# Wie Gehäuselüfter auf Grafikkarte montieren



## blop (5. Oktober 2012)

*Wie Gehäuselüfter auf Grafikkarte montieren*

Hallo 
ich besitze folgende Grafikkarte PowerColor Radeon HD 6950 Dual Fan, 2GB GDDR5, 2x DVI, HDMI, 2x Mini DisplayPort (AX6950 2GBD5-2DH/R99FA-PJ5) Preisvergleich | Geizhals Deutschland (nicht das Referenzdesign, sondern das mit den 2 Lüftern). Leider ist die Grafikkarte im Idle sehr laut und ich möchte eine alternative Kühlmethode finden. Da ich bei einem Komplettaustausch von Kühlblock und Lüftern zwangsläufig die Garantie verliere und ich außerdem nicht weis welcher alternative Kühler mit der Karte kompatibel ist, habe ich mir überlegt den Kühlblock auf der Karte zu lassen und nur die Lüfter zu ersetzen. Ich würde mir also zwei Gehäuselüfter kaufen (z.B. diese Noiseblocker NB-BlackSilentFan XL1 Rev. 3.0, 120x120x25mm, 1000rpm, 69m³/h, 13dB(A) Preisvergleich | Geizhals Deutschland ) und diese mit Kabelbindern, Gummis oder zu Not mit Heißkleber auf dem Kühlblock befestigen. Meine Frage ist nun ob so etwas lärm- bzw. kühltechnisch sinnvoll ist ( hat vielleicht schon jemand so einen Umbau durchgeführt) und wo ich die lüfter mit Strom versorgen sollte ( Grafikkarte, Mainboard oder direkt am Netzteil)?

Schonmal Danke für die Antworten


----------



## FKY2000 (5. Oktober 2012)

*AW: Wie Gehäuselüfter auf Grafikkarte montieren*

Kann man machen, dann würde ich aber nicht zu Kabelbinder & Co greifen, sondern die separat erhältliche PCI Montageschiene von EKL Alpenföhn nehmen...kostet ~16 Eur und Du bist mit der Wahl der Lüfter viel flexibler (Anzahl, Größe, Art der Montage), es sieht sauberer aus und der Rückbau ist schnell gemacht.

BTW: Bei so manchem Customkühler muss man diesen komplett von der Karte demontieren um "nur" die Lüftereinheit abzumachen (weil v. unten verschraubt) ... wenn nur geclipst, dann gehts natürlich auch so.

* [Zu erledigende Aufgaben]:
1 > Gib aus dem Thread über Gehäuselüfter auf der Grafikkarte den Abschnitt von „Kann man machen, dann“ bis einschließlich „ist schnell gemacht.“ wortgetreu wieder.
2 > Nenne alle Mittel, mit denen blop im Thread über Gehäuselüfter auf der Grafikkarte die Lüfter am Kühlblock befestigen will.
3 > Wie viel kostet die PCI Montageschiene von EKL Alpenföhn laut dem Thread über Gehäuselüfter auf der Grafikkarte?

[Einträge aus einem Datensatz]
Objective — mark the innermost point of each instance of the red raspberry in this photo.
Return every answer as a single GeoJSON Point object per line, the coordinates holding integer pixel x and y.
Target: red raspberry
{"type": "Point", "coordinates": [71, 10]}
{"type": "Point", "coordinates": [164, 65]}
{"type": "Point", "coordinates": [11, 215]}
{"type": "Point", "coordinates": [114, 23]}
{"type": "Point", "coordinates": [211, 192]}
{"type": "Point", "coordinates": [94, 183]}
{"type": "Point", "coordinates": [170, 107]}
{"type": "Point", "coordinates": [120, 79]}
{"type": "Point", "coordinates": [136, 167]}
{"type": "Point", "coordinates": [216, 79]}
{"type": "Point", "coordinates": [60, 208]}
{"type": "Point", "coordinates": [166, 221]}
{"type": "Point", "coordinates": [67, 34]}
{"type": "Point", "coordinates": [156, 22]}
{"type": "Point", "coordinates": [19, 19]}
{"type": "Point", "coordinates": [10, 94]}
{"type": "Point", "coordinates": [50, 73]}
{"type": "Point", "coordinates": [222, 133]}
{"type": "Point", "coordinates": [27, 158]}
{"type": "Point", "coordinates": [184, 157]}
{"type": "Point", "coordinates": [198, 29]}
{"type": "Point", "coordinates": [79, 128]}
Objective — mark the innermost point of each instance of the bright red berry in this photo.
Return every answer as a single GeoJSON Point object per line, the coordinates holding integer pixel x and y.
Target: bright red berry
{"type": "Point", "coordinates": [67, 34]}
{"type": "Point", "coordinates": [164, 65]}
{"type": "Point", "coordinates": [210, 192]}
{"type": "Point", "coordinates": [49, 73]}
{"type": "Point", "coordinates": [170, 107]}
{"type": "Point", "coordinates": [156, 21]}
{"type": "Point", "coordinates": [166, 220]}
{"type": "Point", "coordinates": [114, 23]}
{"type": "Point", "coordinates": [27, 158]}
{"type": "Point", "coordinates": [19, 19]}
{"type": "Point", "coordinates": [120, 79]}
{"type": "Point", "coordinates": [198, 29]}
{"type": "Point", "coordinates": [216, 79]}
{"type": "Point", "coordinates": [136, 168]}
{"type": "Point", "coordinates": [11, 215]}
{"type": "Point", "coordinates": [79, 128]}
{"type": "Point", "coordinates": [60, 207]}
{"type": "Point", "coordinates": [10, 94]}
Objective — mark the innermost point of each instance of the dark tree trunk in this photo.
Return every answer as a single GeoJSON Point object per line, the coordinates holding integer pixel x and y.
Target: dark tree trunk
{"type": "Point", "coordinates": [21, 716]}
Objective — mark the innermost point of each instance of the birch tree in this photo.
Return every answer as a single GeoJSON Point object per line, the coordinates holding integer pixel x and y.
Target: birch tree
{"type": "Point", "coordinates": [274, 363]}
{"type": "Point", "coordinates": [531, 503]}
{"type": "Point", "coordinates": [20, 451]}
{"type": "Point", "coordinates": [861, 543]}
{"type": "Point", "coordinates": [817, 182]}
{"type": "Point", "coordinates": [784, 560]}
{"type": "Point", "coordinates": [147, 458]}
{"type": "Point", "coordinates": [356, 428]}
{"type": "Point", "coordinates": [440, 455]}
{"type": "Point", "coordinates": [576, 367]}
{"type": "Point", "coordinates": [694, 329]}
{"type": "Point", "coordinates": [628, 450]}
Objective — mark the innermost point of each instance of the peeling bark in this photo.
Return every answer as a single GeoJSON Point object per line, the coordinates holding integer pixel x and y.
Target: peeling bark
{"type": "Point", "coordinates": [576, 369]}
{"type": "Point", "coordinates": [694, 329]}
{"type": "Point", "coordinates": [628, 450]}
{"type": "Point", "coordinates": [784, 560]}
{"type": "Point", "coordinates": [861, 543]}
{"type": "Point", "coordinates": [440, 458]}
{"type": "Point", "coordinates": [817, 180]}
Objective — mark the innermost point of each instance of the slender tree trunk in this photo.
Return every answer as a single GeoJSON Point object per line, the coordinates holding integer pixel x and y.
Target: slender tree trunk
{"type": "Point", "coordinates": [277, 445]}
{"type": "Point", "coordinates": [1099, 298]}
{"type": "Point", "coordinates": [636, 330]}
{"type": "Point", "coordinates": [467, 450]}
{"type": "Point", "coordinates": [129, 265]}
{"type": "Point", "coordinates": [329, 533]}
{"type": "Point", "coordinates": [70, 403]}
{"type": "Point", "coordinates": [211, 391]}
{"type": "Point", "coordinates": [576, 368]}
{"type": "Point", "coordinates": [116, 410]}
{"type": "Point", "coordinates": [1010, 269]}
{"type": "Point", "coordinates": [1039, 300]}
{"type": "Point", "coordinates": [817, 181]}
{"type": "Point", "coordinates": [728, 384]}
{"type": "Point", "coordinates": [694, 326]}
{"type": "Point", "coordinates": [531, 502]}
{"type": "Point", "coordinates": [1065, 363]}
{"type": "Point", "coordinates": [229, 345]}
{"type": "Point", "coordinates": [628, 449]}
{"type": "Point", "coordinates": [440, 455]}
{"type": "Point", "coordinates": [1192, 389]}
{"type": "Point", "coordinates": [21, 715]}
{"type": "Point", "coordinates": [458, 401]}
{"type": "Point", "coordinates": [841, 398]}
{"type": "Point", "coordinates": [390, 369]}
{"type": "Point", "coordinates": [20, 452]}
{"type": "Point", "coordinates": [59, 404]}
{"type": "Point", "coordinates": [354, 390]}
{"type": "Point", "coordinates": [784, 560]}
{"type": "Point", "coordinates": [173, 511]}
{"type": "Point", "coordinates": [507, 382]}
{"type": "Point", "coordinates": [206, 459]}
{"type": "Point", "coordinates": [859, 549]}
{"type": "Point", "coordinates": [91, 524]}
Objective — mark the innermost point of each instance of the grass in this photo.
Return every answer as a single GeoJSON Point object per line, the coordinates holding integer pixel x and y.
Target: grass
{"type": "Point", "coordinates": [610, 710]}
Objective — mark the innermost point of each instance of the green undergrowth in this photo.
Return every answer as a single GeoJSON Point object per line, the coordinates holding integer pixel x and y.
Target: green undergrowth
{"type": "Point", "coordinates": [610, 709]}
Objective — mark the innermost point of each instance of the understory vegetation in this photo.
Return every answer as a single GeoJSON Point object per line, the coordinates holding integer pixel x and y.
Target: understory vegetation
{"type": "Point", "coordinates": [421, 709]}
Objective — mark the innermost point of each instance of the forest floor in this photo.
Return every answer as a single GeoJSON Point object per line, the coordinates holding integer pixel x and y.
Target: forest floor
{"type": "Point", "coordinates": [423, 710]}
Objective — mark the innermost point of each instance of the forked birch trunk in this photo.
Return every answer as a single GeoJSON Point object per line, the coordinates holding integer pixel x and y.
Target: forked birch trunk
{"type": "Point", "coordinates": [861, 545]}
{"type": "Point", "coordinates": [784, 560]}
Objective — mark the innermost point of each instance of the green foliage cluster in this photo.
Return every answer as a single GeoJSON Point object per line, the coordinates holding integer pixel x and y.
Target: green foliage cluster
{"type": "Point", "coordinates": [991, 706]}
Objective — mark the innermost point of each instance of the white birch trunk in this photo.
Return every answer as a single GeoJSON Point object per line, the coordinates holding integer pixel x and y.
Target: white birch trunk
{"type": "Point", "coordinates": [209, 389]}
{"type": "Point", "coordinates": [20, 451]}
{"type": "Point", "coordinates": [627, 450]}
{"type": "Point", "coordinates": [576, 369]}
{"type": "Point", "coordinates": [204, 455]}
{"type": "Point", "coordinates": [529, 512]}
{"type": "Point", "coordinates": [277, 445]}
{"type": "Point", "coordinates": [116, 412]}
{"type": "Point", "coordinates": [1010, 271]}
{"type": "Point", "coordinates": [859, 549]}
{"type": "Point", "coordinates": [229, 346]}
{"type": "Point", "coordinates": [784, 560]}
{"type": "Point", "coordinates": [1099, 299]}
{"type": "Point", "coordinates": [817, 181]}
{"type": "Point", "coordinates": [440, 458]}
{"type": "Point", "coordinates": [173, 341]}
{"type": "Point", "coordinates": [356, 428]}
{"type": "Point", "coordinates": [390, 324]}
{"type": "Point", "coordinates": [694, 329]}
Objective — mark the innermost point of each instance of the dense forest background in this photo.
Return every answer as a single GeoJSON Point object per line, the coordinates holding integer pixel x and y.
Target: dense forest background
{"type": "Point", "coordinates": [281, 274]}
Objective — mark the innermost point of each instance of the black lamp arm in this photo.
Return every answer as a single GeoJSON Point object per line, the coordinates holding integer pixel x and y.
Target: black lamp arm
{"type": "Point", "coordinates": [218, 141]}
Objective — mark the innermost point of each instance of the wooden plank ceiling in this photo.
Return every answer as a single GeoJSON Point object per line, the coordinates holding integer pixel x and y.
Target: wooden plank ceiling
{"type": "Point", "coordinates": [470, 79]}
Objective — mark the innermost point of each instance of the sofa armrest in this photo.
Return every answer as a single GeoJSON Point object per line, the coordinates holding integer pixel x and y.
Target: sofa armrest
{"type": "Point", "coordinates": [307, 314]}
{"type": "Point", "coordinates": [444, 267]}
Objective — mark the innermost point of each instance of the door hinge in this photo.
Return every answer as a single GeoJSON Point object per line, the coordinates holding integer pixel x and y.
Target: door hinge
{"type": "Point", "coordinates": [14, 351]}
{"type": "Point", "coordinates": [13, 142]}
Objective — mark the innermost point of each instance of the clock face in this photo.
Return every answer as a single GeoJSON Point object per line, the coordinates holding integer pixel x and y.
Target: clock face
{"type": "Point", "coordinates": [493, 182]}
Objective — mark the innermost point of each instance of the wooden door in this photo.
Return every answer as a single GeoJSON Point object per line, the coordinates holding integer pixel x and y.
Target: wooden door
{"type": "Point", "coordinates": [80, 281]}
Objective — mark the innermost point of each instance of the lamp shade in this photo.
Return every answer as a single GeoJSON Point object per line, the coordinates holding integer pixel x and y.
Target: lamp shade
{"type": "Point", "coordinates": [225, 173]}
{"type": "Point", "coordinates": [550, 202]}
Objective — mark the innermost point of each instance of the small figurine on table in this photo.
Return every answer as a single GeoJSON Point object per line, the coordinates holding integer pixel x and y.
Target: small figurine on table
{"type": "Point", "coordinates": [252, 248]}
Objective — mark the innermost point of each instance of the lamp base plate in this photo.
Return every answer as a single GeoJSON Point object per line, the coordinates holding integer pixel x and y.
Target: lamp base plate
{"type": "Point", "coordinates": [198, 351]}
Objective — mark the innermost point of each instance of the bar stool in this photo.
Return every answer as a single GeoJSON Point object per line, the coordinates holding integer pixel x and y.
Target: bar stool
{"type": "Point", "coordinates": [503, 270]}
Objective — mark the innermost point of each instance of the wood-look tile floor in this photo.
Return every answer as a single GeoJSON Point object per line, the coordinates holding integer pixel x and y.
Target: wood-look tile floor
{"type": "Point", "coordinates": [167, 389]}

* [Gegebene Antworten]:
1 >
Kann man machen, dann würde ich aber nicht zu Kabelbinder & Co greifen, sondern die separat erhältliche PCI Montageschiene von EKL Alpenföhn nehmen...kostet ~16 Eur und Du bist mit der Wahl der Lüfter viel flexibler (Anzahl, Größe, Art der Montage), es sieht sauberer aus und der Rückbau ist schnell gemacht.

2 > Kabelbinder, Gummis und, im Notfall, Heißkleber.

3 > Etwa 16 Euro.